• BRIEF
Copy the rows below line for line, with no changes.
┌─ RECORDS FOR THIS TASK
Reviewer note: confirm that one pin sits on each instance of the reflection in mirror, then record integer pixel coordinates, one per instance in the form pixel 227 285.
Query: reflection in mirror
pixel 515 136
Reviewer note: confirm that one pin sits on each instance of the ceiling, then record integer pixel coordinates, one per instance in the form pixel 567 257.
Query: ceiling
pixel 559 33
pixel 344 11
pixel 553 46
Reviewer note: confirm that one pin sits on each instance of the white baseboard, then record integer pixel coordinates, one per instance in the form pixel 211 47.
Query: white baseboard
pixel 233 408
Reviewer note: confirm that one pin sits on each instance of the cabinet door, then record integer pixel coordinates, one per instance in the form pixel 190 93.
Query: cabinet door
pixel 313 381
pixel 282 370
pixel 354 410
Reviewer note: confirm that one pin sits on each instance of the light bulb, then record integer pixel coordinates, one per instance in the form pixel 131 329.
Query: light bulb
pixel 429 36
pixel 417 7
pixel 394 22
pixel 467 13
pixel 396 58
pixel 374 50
└─
• TASK OUTPUT
Reviewer note: confirm that one pin sits on each instance of the reflection in mirror, then record integer pixel coordinates, one per instance in the form pixel 227 285.
Query: reflection in mirror
pixel 515 136
Reviewer note: confirm that one pin sits on each instance of the ceiling, then record integer pixel coordinates, one per instance in the form pixel 567 257.
Query: ceiling
pixel 559 33
pixel 344 11
pixel 553 46
Reviewer note: confirm that one pin sits on each instance of the white baseboard, then record integer pixel coordinates, one per instance in the form pixel 211 47.
Query: white baseboard
pixel 233 408
Reviewer note: confirm that one pin sits on each instance of the cabinet door, then record integer pixel coordinates, one per instance in the form pixel 190 93.
Query: cabinet door
pixel 313 381
pixel 282 370
pixel 354 410
Reviewer note: confirm that one pin sits on each instance of the light bulb, then record integer pixel coordinates, one per instance in the form pixel 131 329.
Query: light bulb
pixel 429 36
pixel 417 7
pixel 394 22
pixel 467 13
pixel 396 58
pixel 374 50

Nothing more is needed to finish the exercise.